#### Direction
Turn the data below into a Markdown table with the columns No and Line, where each row gives a row number and one line of the data. Leave out blank lines and the pictures.

====== Supplied material

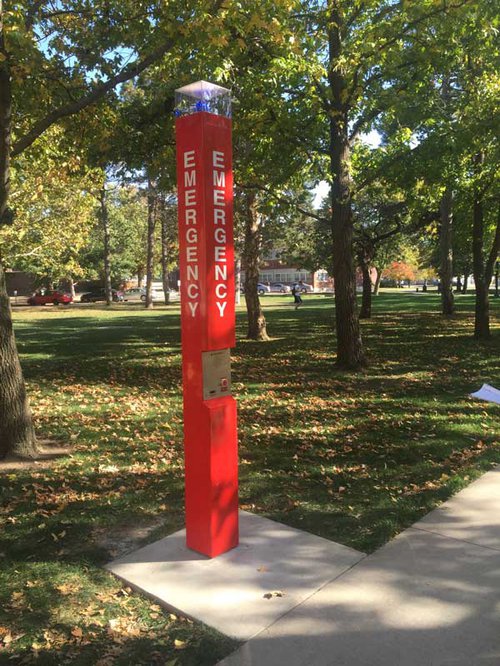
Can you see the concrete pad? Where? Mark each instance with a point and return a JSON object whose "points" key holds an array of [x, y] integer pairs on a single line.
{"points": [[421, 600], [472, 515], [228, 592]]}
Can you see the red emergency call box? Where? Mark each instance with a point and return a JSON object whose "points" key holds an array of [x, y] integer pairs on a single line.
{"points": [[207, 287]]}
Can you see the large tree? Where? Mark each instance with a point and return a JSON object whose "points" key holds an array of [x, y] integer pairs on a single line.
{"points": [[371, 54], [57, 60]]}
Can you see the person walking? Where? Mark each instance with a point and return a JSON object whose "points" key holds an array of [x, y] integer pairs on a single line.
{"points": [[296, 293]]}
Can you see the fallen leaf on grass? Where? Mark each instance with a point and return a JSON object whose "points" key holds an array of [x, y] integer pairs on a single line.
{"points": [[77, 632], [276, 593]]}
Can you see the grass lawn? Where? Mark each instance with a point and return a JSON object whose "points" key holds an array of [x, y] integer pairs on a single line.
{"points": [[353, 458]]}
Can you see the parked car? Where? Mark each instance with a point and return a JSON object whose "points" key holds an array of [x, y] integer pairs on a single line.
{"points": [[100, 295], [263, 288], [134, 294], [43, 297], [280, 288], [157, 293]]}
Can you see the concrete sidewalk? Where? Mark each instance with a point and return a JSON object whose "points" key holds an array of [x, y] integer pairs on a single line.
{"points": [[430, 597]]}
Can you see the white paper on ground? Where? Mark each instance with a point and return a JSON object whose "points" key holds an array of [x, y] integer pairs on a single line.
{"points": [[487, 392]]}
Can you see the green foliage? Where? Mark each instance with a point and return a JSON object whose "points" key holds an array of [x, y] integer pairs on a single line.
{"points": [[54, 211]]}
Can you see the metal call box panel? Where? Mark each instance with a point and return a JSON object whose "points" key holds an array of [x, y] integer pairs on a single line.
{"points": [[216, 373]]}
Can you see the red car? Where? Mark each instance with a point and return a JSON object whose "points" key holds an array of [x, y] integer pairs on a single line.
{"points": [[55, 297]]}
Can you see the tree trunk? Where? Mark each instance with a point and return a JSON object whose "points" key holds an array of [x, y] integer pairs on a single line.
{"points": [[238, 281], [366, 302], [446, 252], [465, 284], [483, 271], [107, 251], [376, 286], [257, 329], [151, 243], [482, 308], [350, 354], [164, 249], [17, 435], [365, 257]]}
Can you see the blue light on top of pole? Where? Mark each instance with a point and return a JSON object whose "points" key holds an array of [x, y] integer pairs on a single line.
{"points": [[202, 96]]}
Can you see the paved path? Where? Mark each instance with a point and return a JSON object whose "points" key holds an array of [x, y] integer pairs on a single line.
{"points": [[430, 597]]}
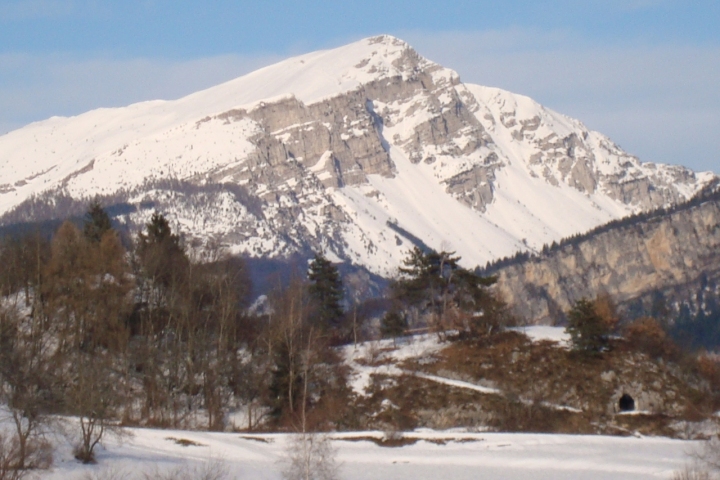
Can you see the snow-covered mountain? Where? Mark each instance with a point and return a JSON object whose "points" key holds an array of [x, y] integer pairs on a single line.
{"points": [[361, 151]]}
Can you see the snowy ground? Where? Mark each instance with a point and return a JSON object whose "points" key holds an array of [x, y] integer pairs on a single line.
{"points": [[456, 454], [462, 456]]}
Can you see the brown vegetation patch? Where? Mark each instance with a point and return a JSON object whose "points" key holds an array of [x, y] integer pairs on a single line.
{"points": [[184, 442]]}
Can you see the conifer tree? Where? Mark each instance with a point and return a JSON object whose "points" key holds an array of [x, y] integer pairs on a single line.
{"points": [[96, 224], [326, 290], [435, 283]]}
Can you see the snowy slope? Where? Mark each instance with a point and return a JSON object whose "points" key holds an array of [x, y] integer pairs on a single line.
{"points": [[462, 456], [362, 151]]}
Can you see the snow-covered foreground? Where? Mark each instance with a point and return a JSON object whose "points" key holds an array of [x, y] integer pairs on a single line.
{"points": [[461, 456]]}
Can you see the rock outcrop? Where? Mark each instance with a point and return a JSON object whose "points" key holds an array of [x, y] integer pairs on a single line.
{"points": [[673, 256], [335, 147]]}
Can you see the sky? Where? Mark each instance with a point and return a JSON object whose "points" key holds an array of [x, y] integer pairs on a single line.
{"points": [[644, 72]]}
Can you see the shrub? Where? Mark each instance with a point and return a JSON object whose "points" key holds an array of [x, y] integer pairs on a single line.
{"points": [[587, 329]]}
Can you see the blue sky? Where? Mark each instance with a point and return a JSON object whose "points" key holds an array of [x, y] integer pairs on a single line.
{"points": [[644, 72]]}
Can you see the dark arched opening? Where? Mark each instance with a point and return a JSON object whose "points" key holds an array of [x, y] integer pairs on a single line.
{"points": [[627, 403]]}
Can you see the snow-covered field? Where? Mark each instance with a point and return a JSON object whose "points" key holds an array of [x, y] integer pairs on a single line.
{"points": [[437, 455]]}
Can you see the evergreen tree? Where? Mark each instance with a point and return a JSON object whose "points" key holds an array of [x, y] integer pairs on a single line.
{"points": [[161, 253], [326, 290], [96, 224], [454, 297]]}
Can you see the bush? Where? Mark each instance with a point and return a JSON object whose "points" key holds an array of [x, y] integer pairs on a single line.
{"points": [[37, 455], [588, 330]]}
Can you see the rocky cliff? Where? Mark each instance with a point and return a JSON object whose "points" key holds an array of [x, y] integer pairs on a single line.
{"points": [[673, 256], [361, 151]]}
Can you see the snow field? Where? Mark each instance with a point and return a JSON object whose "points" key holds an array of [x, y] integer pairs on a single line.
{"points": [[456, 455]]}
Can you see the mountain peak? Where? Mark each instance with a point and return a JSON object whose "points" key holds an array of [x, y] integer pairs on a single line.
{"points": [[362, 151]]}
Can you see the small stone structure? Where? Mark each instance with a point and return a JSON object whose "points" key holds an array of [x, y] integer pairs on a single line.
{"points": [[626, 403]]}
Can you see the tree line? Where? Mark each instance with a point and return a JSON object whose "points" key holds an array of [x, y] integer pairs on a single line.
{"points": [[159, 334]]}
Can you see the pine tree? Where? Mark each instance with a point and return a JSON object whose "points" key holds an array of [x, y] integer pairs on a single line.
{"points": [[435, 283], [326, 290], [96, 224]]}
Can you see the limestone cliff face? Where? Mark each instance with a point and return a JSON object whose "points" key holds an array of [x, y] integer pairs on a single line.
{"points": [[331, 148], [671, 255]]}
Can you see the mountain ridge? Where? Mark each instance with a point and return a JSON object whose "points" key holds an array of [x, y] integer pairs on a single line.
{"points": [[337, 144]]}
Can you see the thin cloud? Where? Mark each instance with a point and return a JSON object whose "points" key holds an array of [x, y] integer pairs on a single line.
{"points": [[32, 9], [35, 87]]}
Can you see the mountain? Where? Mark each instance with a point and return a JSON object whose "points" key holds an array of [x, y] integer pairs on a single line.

============

#### Answer for this exercise
| No | Line |
|---|---|
| 1 | Can you see the concrete pad? Where? Mark each instance with a point and return a JSON object whose "points" key holds an array of [x, y] integer pairs on a single line. |
| 2 | {"points": [[421, 600], [472, 515], [228, 592]]} |
| 3 | Can you see the red emergency call box? Where? Mark each instance with a point and return a JSON object whose "points" key holds an array of [x, y] integer pairs on a single line. |
| 4 | {"points": [[207, 287]]} |
| 5 | Can you see the large tree? Where? Mark each instance with a point and return a JSON object whose "points" key holds an array of [x, y] integer pairs on a single line. |
| 6 | {"points": [[371, 54], [57, 60]]} |
| 7 | Can you see the person walking? Where? Mark each instance with a point and return a JSON object whose "points" key holds an array of [x, y] integer pairs on a single line. |
| 8 | {"points": [[296, 293]]} |
| 9 | Can you see the fallen leaf on grass? Where? Mark each instance with a point and return a JSON object whose "points" key holds an array of [x, y] integer pairs on a single line. |
| 10 | {"points": [[77, 632], [276, 593]]} |
| 11 | Can you see the grass lawn? Where? Mark each instance with a point and return a JSON object whose "points" key holds an array of [x, y] integer pairs on a single line. |
| 12 | {"points": [[353, 458]]} |
| 13 | Can you see the parked car? Where? Mark each instance with a point and return a JSON object whose "points" key holds an array of [x, y] integer pairs on a single line. |
| 14 | {"points": [[100, 295], [263, 288], [134, 294], [43, 297], [280, 288], [157, 293]]} |
| 15 | Can you see the concrete sidewalk? Where? Mark each instance with a point and return a JSON object whose "points" key holds an array of [x, y] integer pairs on a single line. |
| 16 | {"points": [[430, 597]]} |
| 17 | Can you see the white paper on ground? Where? Mark each instance with a point and return a JSON object whose "points" key holds an array of [x, y] integer pairs on a single line. |
| 18 | {"points": [[487, 392]]} |
| 19 | Can you see the green foliage? Where? Mark each instance with a point and return a JSON object whose "points" key holds an array of [x, y] integer pairs on a single line. |
| 20 | {"points": [[54, 211]]} |
| 21 | Can you see the metal call box panel? Where? Mark each instance with a point and return a JSON object whose "points" key holds an array of [x, y] integer pairs on a single line. |
| 22 | {"points": [[216, 373]]} |
| 23 | Can you see the red car? Where? Mark each instance with a point and return a JSON object whose "points" key holds an array of [x, y] integer pairs on a single line. |
| 24 | {"points": [[55, 297]]} |
| 25 | Can you see the tree trunk? Where? Mark each instance with a point and return a JSON object whose "points" key holds an array of [x, y] integer pairs on a single line. |
| 26 | {"points": [[238, 281], [366, 302], [446, 252], [465, 284], [483, 271], [107, 251], [376, 286], [257, 329], [151, 243], [482, 308], [350, 354], [164, 249], [17, 435], [365, 257]]} |
| 27 | Can you see the blue light on top of pole? Where? Mark each instance with a point and return a JSON object whose "points" key holds an array of [x, y] integer pairs on a single line. |
| 28 | {"points": [[202, 96]]} |
| 29 | Can you see the paved path? Where? Mark each instance with a point and return a JSON object whose "points" key holds an array of [x, y] integer pairs on a single line. |
| 30 | {"points": [[430, 597]]} |
| 31 | Can you see the snow-covered mountain? Where? Mark each instance with a point and return a JSON object whose "points" key holds an array of [x, y] integer pairs on a single line. |
| 32 | {"points": [[361, 151]]} |
| 33 | Can you see the snowy ground? Where? Mark each instance with a point and return a JSON object whose "points" key holds an array of [x, y] integer pairs on a single line. |
| 34 | {"points": [[456, 454], [462, 456]]} |
| 35 | Can you see the brown vegetation patch? Where? Mark each instance with a point and return a JSON object whose "points" key holds an array of [x, y] integer pairs on a single line. |
| 36 | {"points": [[184, 442]]} |
| 37 | Can you see the conifer tree? Where? Mark each instance with a point and return a JSON object whose "points" key holds an array of [x, y] integer pairs on a single line. |
| 38 | {"points": [[96, 224], [326, 290], [435, 283]]} |
| 39 | Can you see the snowy slope? Where? Mark each instance with a point and return a JSON object whose "points" key holds an array of [x, y] integer pairs on a single line. |
| 40 | {"points": [[462, 456], [362, 151]]} |
| 41 | Can you see the snow-covered foreground? Where? Mark each instance with a point and return a JSON object whose "points" key holds an array of [x, y] integer pairs on a single line. |
| 42 | {"points": [[461, 456]]} |
| 43 | Can you see the rock outcrop? Where? Mark each instance with a point and return a JSON object whose "points" key holds an array of [x, y] integer pairs on a single line. |
| 44 | {"points": [[673, 256], [335, 147]]} |
| 45 | Can you see the sky? Where? Mark each instance with a point and return a JSON object whose "points" key holds an array of [x, y] integer pairs on a single line. |
| 46 | {"points": [[644, 72]]} |
| 47 | Can you see the shrub? Where? Mark each instance with a point and return a JSON object whose "points" key holds an array of [x, y] integer pairs on a single line. |
| 48 | {"points": [[587, 329]]} |
| 49 | Can you see the blue sky? Where? Mark each instance with a point and return a JSON object whose "points" key holds an array of [x, y] integer pairs on a single line. |
| 50 | {"points": [[644, 72]]} |
| 51 | Can you see the dark arched opening? Where? Mark each instance with a point and return a JSON object whose "points" key holds an array of [x, y] integer pairs on a single line. |
| 52 | {"points": [[627, 403]]} |
| 53 | Can you see the snow-covered field? Where? Mark each instance with a point and return a JSON object whose "points" key holds an array of [x, y] integer pairs on a single line. |
| 54 | {"points": [[437, 455]]} |
| 55 | Can you see the evergreen tree? Where? Mark each instance with a point and return a JSON object whose "points" key holds an array of [x, y] integer pairs on a single line. |
| 56 | {"points": [[161, 253], [326, 290], [96, 224], [454, 297]]} |
| 57 | Can you see the bush? Where? Mark each instance with a point and return a JSON object whose "points" key holds an array of [x, y] integer pairs on a single line. |
| 58 | {"points": [[37, 455], [588, 330]]} |
| 59 | Can you see the rocky cliff? Where? Mark each instance with a point and return a JSON object whose "points" key holds an array of [x, y] integer pairs on a single line. |
| 60 | {"points": [[673, 256], [361, 151]]} |
| 61 | Can you see the snow field? Where? Mark each instance with a point and return a JSON object whose "points" key holds an array of [x, y] integer pairs on a single line. |
| 62 | {"points": [[456, 455]]} |
| 63 | Can you see the mountain peak? Where? Mark each instance with a point and return a JSON object whose "points" key holds an array of [x, y] integer pairs on a single line. |
| 64 | {"points": [[362, 151]]} |
| 65 | Can you see the small stone structure? Where? Mark each instance with a point and return a JSON object whose "points" key holds an array of [x, y] integer pairs on a single line. |
| 66 | {"points": [[626, 403]]} |
| 67 | Can you see the tree line? Where? Mark each instance with a point and return a JSON object whose "points" key holds an array of [x, y] integer pairs on a single line. |
| 68 | {"points": [[159, 334]]} |
| 69 | Can you see the pine tree? Where? Mark each instance with a point and return a JSON object whose "points" key holds an array of [x, y] integer pairs on a single line. |
| 70 | {"points": [[435, 283], [326, 290], [96, 224]]} |
| 71 | Can you see the limestone cliff face? Where? Mark each instance with a point and return a JSON object whose "points" key holds an array of [x, y] integer pairs on a single line. |
| 72 | {"points": [[331, 148], [671, 255]]} |
| 73 | Can you see the mountain ridge? Where? Mark each instance with a point and return a JSON object whose "points" key holds an array of [x, y] integer pairs on a single line. |
| 74 | {"points": [[337, 144]]} |
| 75 | Can you see the thin cloud? Where? Mark each instance with a point and return a JSON object whose "points" key holds an array of [x, y] integer pairs on a single line. |
| 76 | {"points": [[32, 9], [35, 87]]} |
| 77 | Can you see the mountain? Where? Mark each instance with a point and return a JSON object whose "points" key holds an array of [x, y] integer pairs on a single line. |